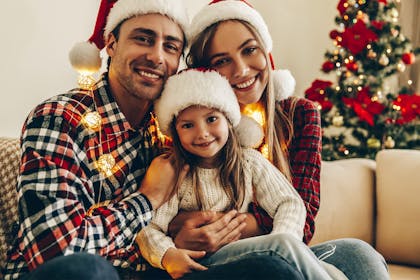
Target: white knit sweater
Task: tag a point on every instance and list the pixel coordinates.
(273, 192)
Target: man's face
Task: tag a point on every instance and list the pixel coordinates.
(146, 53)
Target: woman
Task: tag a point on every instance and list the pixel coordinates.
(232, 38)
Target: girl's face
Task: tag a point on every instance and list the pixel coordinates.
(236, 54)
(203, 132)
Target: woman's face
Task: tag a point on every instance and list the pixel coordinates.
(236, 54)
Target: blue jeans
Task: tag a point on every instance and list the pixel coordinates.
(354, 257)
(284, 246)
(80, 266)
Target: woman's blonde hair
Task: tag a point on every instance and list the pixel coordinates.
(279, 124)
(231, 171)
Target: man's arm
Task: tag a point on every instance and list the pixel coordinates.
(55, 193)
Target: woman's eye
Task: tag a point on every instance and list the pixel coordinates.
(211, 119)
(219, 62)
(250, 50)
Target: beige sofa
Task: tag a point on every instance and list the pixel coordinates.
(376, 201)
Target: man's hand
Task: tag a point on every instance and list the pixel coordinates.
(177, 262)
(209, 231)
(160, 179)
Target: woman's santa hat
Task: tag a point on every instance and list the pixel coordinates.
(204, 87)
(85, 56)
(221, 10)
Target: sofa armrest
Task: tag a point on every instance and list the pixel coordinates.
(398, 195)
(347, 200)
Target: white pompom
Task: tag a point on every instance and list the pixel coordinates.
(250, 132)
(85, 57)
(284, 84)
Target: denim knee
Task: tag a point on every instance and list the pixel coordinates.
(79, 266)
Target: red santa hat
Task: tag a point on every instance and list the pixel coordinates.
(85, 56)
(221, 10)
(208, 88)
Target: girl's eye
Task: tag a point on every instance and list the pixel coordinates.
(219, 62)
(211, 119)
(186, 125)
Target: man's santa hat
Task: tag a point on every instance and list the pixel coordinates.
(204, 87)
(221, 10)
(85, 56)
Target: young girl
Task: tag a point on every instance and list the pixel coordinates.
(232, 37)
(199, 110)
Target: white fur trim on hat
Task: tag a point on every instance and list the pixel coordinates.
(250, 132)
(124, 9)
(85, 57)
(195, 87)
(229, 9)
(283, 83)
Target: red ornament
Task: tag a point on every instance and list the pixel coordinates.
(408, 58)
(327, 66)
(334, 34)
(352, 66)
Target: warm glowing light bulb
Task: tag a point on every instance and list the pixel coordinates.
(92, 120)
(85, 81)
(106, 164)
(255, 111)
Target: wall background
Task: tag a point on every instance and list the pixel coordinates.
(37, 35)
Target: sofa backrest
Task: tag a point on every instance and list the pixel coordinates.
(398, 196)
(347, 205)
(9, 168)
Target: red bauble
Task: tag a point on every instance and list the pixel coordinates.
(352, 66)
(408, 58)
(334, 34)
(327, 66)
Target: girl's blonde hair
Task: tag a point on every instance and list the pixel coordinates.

──────────────────────────────

▶ YOUR INSTRUCTIONS
Would you print, exactly as written, every line above from the one holding "Target: girl's face" through the one holding "Target: sofa armrest", with both included and no other lines?

▶ TASK SOLUTION
Target: girl's face
Task: tag a point on every instance and list the pixel coordinates.
(236, 54)
(203, 132)
Target: woman's face
Task: tag a point on every instance and list the pixel coordinates.
(236, 54)
Target: blue jeans
Task: tag a point on every instance and list the pixel coordinates.
(354, 257)
(284, 246)
(80, 266)
Target: woman's blonde hair
Task: tag a point on every instance and list the pixel coordinates.
(279, 124)
(231, 171)
Target: man's arm
Task: tag a point on every instance and list the pixel coordinates.
(55, 193)
Target: woman's eye
Task: tag a point on every instance and list the pixel coordinates.
(211, 119)
(219, 62)
(250, 50)
Target: beige sofa
Task: tag a point on every instance and list the pixel coordinates.
(376, 201)
Target: man's hand
Task: tag a point on every instance and list the pixel coordinates.
(177, 262)
(209, 231)
(160, 179)
Target: woman's santa hat
Task: tag a point on every instance and list the pixel coordinates.
(204, 87)
(85, 56)
(221, 10)
Target: sofa armrest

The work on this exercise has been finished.